(Referring expression data)
= Beginning of Section =
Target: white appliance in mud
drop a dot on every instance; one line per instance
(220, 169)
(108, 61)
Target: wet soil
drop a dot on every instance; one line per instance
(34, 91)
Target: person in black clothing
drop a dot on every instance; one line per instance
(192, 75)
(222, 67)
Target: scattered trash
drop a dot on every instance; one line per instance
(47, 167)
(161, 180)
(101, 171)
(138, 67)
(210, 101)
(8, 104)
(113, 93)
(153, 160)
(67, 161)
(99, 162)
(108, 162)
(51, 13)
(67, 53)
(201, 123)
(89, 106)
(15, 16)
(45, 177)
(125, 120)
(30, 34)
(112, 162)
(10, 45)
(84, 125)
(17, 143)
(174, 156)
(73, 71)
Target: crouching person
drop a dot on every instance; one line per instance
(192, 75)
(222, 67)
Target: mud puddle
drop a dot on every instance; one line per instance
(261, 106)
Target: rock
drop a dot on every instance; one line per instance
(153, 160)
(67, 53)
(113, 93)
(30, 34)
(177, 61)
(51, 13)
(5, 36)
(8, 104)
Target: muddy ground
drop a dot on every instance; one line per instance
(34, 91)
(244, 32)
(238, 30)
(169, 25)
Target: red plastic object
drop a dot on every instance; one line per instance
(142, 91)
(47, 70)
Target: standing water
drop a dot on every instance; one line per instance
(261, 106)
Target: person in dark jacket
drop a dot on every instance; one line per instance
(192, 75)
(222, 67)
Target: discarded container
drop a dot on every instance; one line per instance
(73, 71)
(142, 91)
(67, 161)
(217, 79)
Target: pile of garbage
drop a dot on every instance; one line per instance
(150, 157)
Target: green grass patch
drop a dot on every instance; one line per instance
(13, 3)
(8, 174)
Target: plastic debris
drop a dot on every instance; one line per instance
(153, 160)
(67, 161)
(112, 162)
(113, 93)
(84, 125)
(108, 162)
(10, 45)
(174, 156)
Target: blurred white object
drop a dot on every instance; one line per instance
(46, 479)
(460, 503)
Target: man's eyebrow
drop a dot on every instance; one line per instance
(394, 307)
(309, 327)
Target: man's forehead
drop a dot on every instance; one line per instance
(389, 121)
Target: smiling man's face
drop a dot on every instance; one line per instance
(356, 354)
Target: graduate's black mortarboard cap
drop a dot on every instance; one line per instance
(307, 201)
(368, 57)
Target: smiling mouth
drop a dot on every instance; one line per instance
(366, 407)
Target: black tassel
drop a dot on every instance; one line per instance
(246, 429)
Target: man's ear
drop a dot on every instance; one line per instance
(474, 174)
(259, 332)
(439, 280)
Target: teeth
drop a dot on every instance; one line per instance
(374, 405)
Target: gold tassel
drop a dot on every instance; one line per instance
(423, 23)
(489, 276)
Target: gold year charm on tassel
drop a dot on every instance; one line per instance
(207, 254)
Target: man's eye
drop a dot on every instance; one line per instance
= End of Section =
Aim of the exercise - Quote the records above exactly, from the first line through the line containing "Target: scattered trash", and nothing more.

Answer section -
Target: white appliance in mud
drop a dot on every instance; one line per instance
(220, 169)
(108, 61)
Target: wet soil
drop a dot on every instance; one line per instance
(34, 91)
Target: person in black clothing
drop a dot on every instance; one line per instance
(192, 75)
(222, 67)
Target: scattered trash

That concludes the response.